Top of Data section

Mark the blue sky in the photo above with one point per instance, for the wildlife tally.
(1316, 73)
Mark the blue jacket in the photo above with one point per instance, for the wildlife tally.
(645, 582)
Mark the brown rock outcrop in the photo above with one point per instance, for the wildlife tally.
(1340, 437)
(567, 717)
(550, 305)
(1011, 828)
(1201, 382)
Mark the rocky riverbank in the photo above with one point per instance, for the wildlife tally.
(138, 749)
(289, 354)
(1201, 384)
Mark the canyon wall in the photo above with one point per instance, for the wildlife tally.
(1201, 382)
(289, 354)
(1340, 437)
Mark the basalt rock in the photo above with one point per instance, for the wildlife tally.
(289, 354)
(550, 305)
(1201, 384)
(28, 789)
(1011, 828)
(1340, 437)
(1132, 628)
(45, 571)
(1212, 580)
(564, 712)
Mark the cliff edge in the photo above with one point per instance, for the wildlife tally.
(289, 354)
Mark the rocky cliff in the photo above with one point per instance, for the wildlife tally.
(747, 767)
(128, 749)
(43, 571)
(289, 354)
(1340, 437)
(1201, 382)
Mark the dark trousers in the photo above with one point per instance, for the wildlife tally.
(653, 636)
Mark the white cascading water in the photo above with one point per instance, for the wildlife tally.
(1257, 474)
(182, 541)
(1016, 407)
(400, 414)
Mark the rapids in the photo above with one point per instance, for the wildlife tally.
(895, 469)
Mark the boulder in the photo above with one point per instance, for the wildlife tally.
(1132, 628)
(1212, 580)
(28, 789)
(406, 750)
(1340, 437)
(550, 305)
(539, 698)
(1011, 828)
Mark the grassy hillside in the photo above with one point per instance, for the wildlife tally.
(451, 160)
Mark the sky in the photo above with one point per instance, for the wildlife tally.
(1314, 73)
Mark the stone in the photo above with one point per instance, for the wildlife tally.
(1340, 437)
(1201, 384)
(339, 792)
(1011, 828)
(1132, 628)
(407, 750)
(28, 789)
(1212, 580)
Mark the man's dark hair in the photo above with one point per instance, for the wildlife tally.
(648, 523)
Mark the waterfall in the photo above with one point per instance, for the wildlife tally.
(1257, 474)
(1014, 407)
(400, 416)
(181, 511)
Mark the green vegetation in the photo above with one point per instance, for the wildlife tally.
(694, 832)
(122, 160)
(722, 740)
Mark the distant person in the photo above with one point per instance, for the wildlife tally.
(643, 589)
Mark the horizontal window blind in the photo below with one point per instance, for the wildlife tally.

Bottom of Data section

== Work to complete ==
In the records above, locate the line that contains "Mark the green". Repeat it and every line after it, exactly, and nothing else.

== Response for this exercise ==
Mark the green vegetation in the photo above with one point per instance, for the wildlife tally.
(694, 832)
(122, 160)
(722, 740)
Mark the distant person in the photo above with one point per instance, for the wildlife tally.
(643, 589)
Mark the horizontal window blind in the photo below with one point per instance, for the wildlife tally.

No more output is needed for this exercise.